>>>>>

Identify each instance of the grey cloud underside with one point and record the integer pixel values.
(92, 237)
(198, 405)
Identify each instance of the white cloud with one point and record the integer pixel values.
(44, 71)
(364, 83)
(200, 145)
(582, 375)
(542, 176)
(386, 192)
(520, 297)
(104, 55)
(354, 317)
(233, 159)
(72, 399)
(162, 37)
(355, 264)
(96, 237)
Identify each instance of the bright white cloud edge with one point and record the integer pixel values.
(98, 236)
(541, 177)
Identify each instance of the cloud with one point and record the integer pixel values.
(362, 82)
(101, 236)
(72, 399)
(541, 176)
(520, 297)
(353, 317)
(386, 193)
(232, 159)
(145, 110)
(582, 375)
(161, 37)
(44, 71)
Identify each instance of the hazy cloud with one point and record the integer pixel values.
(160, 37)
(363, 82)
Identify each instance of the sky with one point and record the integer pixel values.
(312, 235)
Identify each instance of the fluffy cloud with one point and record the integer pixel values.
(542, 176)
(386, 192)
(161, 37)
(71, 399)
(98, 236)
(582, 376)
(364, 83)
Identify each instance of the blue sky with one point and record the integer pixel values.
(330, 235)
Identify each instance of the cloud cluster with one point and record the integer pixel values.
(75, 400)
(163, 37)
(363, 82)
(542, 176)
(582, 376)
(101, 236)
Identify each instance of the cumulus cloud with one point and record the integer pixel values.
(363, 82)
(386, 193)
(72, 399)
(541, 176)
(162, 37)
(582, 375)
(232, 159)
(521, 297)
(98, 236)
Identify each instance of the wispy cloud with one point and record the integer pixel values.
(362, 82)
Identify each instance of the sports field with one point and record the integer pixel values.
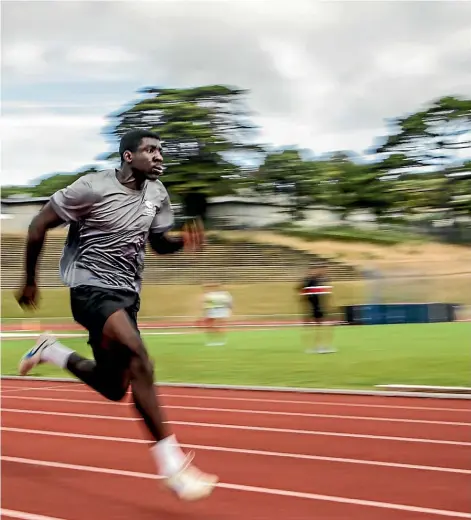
(425, 354)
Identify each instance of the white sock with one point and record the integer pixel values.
(168, 456)
(57, 354)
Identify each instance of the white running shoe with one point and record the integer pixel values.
(190, 483)
(32, 358)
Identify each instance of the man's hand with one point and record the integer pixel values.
(193, 235)
(28, 296)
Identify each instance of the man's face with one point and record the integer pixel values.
(147, 159)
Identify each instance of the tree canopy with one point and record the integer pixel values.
(207, 131)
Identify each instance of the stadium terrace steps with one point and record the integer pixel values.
(230, 262)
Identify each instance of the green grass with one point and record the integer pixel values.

<<<<<

Please repeat all of the records above word for word, leaving the pictures out of your answer.

Identify each instance of the grey cloud underside with one point and record the integer pixel values.
(92, 237)
(198, 405)
Identify each instance of the white cloud with one point and record the integer pixel values.
(44, 71)
(364, 83)
(200, 145)
(582, 375)
(542, 176)
(386, 192)
(520, 297)
(104, 55)
(354, 317)
(233, 159)
(72, 399)
(162, 37)
(355, 264)
(96, 237)
Identify each instance of the bright white cloud edge with one point and record the integer pixel values.
(98, 236)
(541, 177)
Identify each instance of the cloud with one point and record the integer pixel values.
(362, 82)
(101, 236)
(72, 399)
(541, 176)
(520, 297)
(353, 317)
(386, 193)
(232, 159)
(145, 110)
(582, 375)
(161, 37)
(44, 71)
Identify each instance of the hazy cloud with one point and record the integer pixel values.
(160, 37)
(363, 82)
Identify each instance of the sky with one point and record the integer pixel values.
(312, 235)
Identify each instance of the fluffy cloud with one point and record the integer pixel values.
(542, 176)
(386, 192)
(161, 37)
(71, 399)
(98, 236)
(582, 376)
(364, 83)
Identify each instance of the blue sky with one point and record the integer pixel values.
(330, 235)
Identify each instance of the cloud cluster with one point and record the integer pixel values.
(75, 400)
(163, 37)
(363, 82)
(542, 176)
(582, 376)
(101, 236)
Identify each instance of the cumulus cloud with one point and record the integer pixel values.
(363, 82)
(386, 193)
(72, 399)
(541, 176)
(162, 37)
(582, 375)
(232, 159)
(521, 297)
(98, 236)
Identify each instance of the wispy cloud with one point and record the integer pixel values.
(362, 82)
Identify each instance of the sports field with one point and record the integer pixel values.
(425, 354)
Identify each instance of the white sock with one point and record the integer pixel values.
(168, 456)
(57, 354)
Identify each instance of the white running shoe with one point and record the integer pixel values.
(190, 483)
(32, 358)
Identify each instance of the man's hand with one point and record the integer pixel values.
(193, 235)
(28, 296)
Identify each instance of the man's face with one point and record the integer pixel values.
(147, 159)
Identify each instance of the tree canopy with one point and record the integer pixel values.
(207, 131)
Identify each instance of the stadium terrace steps with one point and record the integer pixel values.
(230, 262)
Identify each instance of the green grass with one point and record the integer pixel values.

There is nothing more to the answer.